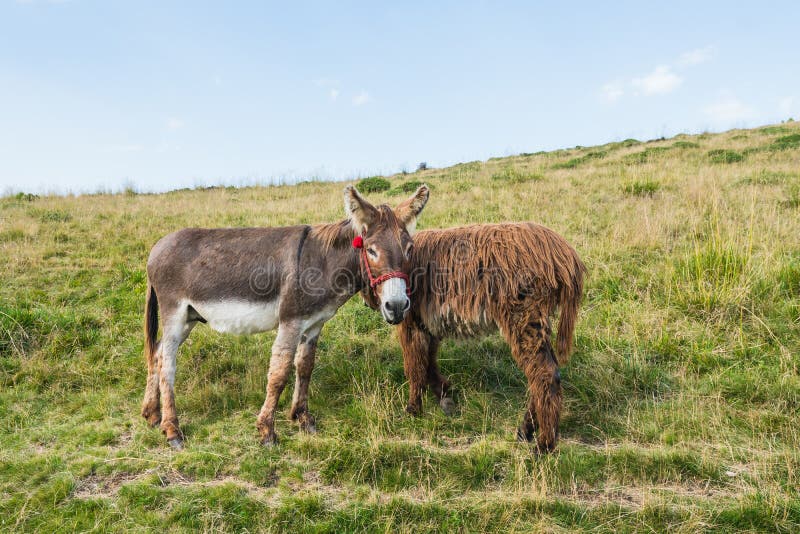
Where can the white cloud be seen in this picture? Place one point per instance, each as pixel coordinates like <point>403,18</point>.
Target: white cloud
<point>361,98</point>
<point>124,148</point>
<point>174,123</point>
<point>786,105</point>
<point>326,82</point>
<point>661,81</point>
<point>697,56</point>
<point>612,91</point>
<point>729,109</point>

== DO THIS ==
Rewrite the data above with every "white cloud" changed to "pale cloud" and everything else unchanged. Leave out the pictures.

== COMPLETE OUTPUT ==
Where can the pale cloud be seen in this picture? Place one point per instance, each as pixel coordinates like <point>403,18</point>.
Target: pale cloud
<point>361,98</point>
<point>124,148</point>
<point>174,123</point>
<point>786,105</point>
<point>326,82</point>
<point>661,81</point>
<point>697,56</point>
<point>612,91</point>
<point>729,109</point>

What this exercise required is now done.